● **RECORDS PROVIDED**:
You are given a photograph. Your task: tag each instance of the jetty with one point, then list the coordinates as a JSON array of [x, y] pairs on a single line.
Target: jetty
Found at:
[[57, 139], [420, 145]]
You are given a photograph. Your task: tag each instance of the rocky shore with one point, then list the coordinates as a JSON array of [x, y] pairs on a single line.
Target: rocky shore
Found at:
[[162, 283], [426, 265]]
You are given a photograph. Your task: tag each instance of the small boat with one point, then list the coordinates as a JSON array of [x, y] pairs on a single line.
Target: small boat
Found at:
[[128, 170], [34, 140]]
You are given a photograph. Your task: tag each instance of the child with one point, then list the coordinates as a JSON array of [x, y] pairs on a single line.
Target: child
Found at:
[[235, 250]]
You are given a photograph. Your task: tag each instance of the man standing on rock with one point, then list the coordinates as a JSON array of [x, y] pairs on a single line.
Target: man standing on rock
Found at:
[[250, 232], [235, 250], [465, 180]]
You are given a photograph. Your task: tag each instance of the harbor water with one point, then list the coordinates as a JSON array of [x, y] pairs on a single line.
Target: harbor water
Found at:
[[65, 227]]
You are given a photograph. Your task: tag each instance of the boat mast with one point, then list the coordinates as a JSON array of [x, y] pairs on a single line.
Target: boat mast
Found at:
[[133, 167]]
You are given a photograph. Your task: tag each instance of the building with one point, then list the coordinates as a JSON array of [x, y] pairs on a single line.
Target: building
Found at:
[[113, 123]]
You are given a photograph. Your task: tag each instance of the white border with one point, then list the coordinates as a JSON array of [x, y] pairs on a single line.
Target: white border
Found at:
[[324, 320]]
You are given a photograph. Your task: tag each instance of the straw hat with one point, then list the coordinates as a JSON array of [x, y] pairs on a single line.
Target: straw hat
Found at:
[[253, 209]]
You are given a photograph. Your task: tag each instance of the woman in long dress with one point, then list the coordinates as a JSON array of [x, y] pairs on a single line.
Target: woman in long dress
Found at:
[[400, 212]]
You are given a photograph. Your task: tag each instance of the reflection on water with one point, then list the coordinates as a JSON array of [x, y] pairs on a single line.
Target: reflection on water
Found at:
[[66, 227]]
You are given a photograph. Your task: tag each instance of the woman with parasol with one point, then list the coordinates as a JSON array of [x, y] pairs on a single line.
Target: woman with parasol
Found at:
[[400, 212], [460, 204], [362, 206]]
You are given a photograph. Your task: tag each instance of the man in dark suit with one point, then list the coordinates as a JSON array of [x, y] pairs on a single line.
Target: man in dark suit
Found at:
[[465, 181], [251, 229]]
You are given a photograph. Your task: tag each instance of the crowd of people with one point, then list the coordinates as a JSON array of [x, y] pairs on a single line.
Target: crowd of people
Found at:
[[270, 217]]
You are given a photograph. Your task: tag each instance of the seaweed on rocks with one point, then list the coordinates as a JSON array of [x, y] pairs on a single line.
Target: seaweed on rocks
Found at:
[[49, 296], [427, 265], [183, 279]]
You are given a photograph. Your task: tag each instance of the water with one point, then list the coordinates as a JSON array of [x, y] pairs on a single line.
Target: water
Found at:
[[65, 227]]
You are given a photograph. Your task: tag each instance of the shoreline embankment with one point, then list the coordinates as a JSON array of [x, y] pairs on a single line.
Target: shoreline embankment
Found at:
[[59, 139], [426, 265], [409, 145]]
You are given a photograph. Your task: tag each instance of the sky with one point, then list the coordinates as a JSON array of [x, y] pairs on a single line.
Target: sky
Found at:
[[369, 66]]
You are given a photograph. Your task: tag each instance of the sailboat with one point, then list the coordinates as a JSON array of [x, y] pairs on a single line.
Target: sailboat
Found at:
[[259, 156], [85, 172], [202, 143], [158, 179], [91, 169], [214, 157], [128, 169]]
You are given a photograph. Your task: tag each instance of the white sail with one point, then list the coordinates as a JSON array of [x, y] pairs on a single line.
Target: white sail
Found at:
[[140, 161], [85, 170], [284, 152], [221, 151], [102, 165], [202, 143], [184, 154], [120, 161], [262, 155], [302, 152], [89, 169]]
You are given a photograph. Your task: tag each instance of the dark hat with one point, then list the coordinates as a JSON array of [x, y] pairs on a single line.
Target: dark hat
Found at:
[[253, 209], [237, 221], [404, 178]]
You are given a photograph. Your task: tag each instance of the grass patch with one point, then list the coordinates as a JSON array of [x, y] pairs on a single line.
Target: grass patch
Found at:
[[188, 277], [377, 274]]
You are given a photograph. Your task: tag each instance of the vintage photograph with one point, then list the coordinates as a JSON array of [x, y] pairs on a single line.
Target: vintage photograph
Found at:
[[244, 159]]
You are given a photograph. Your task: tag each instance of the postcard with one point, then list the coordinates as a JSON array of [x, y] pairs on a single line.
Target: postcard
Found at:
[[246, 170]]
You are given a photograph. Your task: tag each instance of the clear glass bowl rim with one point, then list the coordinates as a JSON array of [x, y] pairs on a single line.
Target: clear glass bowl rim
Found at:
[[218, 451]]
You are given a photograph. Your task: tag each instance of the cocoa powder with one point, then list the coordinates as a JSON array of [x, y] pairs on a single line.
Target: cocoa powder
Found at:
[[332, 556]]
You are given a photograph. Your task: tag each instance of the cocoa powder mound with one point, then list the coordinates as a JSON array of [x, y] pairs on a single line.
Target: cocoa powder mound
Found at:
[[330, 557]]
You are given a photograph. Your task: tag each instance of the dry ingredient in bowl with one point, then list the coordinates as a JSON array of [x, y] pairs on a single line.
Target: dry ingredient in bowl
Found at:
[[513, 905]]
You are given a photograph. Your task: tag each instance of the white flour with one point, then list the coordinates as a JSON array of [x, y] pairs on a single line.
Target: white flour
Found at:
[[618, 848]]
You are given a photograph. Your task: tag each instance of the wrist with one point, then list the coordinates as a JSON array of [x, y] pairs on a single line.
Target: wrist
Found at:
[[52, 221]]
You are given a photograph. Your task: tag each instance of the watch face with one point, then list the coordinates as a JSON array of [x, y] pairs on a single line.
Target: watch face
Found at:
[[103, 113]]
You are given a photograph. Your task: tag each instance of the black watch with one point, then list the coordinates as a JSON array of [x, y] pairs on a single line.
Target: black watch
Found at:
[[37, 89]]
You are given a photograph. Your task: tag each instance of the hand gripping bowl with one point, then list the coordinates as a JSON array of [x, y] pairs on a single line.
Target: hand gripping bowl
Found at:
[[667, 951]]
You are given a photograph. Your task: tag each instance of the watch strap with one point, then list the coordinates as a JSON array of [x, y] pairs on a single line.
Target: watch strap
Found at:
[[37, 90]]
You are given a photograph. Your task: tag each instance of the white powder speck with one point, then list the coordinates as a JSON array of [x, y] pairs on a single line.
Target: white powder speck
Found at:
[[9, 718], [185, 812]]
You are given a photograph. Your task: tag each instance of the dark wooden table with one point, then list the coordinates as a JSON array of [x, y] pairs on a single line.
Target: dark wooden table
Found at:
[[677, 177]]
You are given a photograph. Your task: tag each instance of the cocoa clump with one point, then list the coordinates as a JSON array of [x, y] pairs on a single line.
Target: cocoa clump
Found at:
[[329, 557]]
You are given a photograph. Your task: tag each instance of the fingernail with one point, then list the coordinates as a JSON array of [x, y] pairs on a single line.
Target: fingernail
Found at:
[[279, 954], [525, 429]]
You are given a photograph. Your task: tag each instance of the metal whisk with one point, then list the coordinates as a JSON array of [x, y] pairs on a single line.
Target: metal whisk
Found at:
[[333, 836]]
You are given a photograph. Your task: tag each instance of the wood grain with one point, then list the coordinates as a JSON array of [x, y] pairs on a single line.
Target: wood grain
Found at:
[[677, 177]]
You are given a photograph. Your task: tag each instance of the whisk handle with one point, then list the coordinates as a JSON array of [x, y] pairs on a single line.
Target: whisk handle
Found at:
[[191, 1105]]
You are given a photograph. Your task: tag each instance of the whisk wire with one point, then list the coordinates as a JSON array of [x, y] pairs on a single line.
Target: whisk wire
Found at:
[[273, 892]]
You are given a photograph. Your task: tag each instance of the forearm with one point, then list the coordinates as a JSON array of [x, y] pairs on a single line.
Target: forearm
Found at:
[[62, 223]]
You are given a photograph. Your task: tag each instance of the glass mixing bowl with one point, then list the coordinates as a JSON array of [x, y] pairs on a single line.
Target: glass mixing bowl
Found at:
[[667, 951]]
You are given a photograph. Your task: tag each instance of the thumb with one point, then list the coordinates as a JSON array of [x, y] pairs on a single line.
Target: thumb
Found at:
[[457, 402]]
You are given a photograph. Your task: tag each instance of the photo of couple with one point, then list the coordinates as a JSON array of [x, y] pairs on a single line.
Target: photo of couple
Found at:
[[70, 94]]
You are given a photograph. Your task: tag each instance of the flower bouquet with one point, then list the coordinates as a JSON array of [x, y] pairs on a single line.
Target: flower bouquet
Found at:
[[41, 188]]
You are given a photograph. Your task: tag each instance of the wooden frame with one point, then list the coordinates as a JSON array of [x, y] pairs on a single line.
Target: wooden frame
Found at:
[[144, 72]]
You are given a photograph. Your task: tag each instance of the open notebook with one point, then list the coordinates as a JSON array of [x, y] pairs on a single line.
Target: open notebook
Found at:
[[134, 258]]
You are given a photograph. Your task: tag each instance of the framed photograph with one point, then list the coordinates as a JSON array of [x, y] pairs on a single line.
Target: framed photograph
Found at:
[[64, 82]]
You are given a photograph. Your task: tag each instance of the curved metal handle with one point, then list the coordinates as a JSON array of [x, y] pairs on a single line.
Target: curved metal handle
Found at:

● **PROMPT**: Repeat, exactly and only, the lines from the beginning of the material through the line that contains "of the building".

● **SOLUTION TO THE PROBLEM**:
You are given a photograph. Your task: tag each instance of the jetty with one point, then list the coordinates as a JSON array of [x, y] pairs on a single line.
Target: jetty
Found at:
[[57, 139], [420, 145]]
You are given a photograph. Your task: tag each instance of the rocky shore with one point, then list the coordinates as a JSON array of [x, y] pairs on a single line.
Target: rocky shore
Found at:
[[162, 283], [426, 265]]
You are given a photograph. Your task: tag each instance of the small boat with one point, then list the coordinates as a JSON array of [x, y] pairs on a single line.
Target: small boat
Found at:
[[128, 170], [34, 140]]
You are given a photograph. Your task: tag each instance of the child with one point, then list the coordinates as a JSON array of [x, y] pairs on a single line.
Target: child
Found at:
[[235, 250]]
You are given a photograph. Your task: tag each instance of the man standing on rock with one point, then list the coordinates as a JSON array of [x, y] pairs on a single line.
Target: man standing on rock
Found at:
[[250, 232], [235, 250], [465, 180]]
You are given a photograph. Your task: tag each instance of the harbor water with one point, then list the coordinates as a JSON array of [x, y] pairs on a single line.
Target: harbor water
Found at:
[[65, 227]]
You are given a photograph. Your task: tag each instance of the boat mast with one point, then list the coordinates as a JSON array of [x, y] pairs on a single line.
Target: boat mast
Found at:
[[133, 167]]
You are given a photograph. Your task: tag each instance of the building with one point, then list the coordinates as a JSON array of [x, y] pairs on a single line.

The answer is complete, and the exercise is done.